» **Aim**
Provide an exact reproduction of every entry.

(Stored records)

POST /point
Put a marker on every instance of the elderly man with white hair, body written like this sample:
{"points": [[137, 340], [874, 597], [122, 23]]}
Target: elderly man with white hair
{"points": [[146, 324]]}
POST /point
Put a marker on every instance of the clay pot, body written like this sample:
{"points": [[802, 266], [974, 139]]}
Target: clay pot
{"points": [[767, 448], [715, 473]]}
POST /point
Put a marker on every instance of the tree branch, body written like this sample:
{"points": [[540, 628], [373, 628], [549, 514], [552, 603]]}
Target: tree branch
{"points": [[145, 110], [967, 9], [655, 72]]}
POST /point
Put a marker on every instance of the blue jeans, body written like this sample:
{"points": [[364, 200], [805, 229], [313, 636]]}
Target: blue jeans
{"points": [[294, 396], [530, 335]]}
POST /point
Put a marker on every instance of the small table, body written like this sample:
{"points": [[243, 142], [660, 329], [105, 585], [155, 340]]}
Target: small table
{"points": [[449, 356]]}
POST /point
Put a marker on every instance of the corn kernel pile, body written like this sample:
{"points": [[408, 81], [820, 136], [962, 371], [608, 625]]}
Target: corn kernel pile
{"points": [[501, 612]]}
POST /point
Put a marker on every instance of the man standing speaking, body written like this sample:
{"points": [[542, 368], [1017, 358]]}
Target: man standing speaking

» **Expected answer**
POST /point
Put a marker on every instance of the elderly man with white hair, body written like this sample:
{"points": [[137, 340], [874, 597], [122, 23]]}
Target: elderly man with white hair
{"points": [[146, 324]]}
POST /point
Put a marker on every instance of the clay pot, body written like this sample:
{"points": [[802, 266], [974, 139]]}
Target: clay pot
{"points": [[767, 448], [715, 473]]}
POST /point
Put a marker on every instance of the tree branch, body written like this sample:
{"points": [[540, 628], [373, 628], [549, 514], [552, 603]]}
Target: tree branch
{"points": [[145, 110], [967, 9], [655, 72]]}
POST /point
Put a marker on every instance of the blue jeans, body written like this sample:
{"points": [[364, 200], [805, 229], [313, 636]]}
Target: blue jeans
{"points": [[294, 396], [530, 335]]}
POST /point
Put a marker on every instance of the small table, body written like this sample:
{"points": [[243, 142], [660, 329], [105, 585], [155, 340]]}
Target: small table
{"points": [[449, 356]]}
POST /point
Put a marker on every instance of the corn kernel pile, body written like this sample:
{"points": [[408, 81], [820, 136], [962, 371], [608, 625]]}
Target: corn kernel pile
{"points": [[501, 612]]}
POST /point
Put a marker on every instance of the man standing speaking, body written like this sample:
{"points": [[542, 368], [1017, 358]]}
Target: man standing speaking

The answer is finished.